PROMPT
Your task is to find every line of the data that holds the string "napkin" and copy it.

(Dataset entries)
==*==

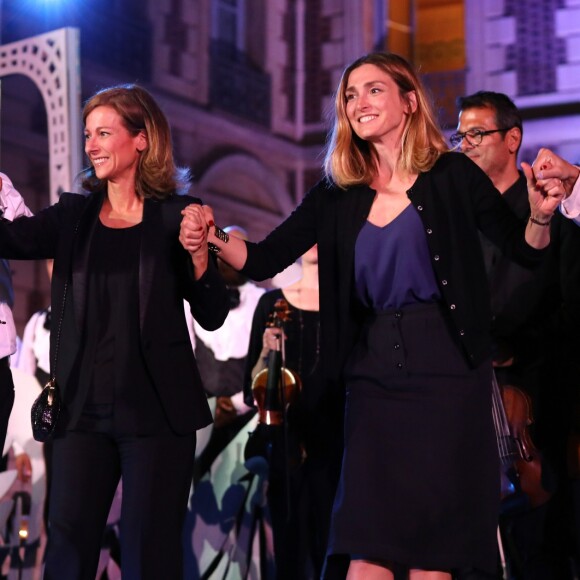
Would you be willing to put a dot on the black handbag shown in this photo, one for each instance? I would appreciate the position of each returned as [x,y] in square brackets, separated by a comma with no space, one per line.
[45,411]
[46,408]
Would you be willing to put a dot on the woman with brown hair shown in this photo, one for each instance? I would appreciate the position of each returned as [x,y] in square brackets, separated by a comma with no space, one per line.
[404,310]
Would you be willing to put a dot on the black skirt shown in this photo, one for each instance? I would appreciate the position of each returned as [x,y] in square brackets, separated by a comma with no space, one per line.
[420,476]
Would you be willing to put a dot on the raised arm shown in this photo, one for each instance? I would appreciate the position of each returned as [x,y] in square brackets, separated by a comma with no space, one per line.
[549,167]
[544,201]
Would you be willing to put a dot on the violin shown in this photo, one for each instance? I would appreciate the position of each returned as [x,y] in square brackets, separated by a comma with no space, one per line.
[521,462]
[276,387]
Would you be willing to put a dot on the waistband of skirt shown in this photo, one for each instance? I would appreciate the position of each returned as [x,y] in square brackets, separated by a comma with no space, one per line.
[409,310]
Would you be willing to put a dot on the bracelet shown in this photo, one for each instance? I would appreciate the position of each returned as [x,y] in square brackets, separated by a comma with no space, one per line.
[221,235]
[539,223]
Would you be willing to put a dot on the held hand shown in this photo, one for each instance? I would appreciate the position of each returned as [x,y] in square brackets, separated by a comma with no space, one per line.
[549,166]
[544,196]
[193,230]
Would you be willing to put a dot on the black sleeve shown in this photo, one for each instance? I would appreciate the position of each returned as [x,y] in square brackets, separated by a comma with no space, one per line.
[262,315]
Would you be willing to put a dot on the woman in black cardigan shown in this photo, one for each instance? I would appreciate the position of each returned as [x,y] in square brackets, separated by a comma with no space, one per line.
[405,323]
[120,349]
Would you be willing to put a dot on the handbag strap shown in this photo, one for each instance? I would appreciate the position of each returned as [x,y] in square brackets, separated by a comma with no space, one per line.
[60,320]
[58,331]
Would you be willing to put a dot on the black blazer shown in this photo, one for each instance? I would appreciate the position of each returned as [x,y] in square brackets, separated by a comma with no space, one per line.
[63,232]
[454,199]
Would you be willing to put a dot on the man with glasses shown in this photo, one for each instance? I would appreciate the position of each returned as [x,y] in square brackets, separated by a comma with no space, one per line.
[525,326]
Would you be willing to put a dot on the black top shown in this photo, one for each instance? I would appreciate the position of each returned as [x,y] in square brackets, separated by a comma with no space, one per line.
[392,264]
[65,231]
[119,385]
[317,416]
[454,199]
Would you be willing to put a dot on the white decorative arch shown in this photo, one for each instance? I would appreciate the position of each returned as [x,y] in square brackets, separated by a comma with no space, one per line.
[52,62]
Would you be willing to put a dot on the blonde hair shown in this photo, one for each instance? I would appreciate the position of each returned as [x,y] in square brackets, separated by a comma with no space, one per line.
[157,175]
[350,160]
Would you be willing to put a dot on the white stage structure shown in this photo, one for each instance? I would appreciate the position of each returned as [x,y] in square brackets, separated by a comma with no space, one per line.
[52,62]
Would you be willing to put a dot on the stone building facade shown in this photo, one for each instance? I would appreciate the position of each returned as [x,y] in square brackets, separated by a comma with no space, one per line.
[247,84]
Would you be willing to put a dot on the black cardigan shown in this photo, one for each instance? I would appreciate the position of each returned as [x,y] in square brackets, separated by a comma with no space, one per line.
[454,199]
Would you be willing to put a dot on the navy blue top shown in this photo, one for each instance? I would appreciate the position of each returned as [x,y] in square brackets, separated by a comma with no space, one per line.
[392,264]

==*==

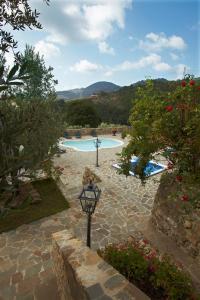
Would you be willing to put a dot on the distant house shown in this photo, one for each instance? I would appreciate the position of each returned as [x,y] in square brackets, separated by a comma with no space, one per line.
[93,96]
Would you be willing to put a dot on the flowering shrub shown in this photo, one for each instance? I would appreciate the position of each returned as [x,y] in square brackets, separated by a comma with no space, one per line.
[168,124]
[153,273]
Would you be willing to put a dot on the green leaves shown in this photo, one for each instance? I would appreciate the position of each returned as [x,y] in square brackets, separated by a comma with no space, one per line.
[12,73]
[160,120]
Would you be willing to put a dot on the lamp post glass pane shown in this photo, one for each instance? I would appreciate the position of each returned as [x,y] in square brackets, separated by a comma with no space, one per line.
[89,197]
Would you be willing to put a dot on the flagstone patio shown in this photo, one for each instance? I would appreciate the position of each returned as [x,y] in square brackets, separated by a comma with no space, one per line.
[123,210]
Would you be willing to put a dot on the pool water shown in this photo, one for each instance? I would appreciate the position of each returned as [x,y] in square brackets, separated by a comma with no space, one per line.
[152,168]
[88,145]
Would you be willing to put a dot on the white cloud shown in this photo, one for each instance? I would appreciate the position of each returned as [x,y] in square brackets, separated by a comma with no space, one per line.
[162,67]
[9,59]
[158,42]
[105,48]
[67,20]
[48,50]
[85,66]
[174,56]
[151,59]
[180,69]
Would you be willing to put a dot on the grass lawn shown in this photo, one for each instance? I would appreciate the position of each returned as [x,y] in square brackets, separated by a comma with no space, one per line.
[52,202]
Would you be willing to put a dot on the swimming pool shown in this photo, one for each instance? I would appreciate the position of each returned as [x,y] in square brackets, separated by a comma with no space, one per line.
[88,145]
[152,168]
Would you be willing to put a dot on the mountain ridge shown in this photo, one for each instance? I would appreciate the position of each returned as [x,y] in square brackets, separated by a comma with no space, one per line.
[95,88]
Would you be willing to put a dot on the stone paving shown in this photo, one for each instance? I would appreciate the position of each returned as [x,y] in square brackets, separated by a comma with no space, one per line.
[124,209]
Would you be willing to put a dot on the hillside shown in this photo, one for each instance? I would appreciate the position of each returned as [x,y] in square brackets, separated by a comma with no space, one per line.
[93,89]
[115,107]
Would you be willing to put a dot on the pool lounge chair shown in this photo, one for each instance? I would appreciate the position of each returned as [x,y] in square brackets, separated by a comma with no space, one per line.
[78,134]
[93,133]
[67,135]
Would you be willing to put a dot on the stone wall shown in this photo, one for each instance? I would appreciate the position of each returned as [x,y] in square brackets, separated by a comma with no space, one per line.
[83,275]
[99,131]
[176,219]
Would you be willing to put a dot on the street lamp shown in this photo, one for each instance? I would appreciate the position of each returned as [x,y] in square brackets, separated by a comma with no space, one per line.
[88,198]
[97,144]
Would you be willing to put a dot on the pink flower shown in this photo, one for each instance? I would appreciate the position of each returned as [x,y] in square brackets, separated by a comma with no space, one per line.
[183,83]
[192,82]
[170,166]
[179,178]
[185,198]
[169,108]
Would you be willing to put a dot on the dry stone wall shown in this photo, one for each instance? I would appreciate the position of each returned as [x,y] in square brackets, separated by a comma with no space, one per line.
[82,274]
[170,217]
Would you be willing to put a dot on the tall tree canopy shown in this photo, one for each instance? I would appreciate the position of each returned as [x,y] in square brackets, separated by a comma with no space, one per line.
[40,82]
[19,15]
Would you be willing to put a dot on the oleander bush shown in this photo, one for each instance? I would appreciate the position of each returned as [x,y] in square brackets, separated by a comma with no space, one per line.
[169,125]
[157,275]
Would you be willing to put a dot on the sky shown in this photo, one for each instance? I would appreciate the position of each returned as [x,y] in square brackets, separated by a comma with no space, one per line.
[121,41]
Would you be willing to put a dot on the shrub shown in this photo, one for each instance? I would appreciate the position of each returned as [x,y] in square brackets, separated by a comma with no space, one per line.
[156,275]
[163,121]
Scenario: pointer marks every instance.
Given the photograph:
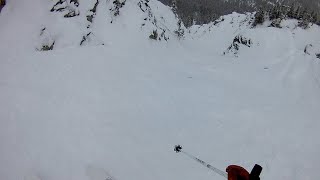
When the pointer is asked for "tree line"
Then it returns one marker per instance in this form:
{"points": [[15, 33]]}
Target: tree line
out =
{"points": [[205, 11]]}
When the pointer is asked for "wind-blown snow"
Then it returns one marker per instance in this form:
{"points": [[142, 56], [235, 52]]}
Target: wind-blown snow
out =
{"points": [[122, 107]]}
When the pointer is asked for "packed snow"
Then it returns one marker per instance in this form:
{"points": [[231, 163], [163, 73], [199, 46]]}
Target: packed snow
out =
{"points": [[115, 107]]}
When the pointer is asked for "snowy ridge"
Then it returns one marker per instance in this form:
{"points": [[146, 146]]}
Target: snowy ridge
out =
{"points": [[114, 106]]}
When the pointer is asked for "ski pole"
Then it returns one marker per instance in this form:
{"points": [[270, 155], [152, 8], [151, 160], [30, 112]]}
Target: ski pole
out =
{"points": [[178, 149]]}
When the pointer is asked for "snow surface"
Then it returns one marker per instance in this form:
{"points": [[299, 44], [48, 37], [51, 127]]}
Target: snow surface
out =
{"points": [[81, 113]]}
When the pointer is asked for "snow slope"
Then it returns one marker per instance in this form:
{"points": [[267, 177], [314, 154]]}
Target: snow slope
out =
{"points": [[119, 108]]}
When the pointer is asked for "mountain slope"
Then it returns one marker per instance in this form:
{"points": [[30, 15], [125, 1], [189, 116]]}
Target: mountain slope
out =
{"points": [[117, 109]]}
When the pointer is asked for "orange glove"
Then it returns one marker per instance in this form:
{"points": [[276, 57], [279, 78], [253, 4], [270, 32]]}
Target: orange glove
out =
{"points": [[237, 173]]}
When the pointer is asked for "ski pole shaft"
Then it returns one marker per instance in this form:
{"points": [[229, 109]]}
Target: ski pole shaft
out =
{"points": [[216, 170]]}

==*==

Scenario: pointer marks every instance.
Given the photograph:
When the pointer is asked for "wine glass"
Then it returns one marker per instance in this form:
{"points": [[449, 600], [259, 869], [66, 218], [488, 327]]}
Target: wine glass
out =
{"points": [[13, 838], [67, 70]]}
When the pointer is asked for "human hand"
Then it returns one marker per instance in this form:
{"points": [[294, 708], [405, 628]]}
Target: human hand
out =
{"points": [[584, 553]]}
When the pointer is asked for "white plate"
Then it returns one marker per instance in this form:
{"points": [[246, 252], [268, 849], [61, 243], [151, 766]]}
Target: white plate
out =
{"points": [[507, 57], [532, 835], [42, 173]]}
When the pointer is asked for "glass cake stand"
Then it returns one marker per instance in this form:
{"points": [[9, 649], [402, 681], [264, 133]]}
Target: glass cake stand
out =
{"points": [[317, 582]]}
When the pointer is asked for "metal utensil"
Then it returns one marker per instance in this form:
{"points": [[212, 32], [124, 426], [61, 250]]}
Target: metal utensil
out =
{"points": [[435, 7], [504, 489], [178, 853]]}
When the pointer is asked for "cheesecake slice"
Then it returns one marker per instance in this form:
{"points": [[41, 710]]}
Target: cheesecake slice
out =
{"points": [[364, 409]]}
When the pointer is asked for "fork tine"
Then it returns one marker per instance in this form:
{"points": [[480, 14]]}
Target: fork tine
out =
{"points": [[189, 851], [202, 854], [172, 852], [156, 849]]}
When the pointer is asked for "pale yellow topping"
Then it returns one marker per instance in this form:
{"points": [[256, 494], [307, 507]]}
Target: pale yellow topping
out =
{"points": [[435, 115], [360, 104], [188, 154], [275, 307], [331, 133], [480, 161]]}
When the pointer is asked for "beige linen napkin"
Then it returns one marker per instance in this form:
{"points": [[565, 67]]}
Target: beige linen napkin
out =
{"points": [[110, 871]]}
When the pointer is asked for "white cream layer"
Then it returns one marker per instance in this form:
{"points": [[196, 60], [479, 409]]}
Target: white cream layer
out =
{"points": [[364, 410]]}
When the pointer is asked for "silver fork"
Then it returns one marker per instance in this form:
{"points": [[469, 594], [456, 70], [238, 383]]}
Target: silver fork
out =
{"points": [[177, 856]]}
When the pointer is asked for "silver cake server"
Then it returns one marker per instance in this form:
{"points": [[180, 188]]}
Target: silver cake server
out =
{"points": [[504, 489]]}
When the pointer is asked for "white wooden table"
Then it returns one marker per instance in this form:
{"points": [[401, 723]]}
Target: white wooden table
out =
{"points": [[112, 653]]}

==*==

THE ANSWER
When the pointer is asked for "beige linen napkin"
Target: beige linen napkin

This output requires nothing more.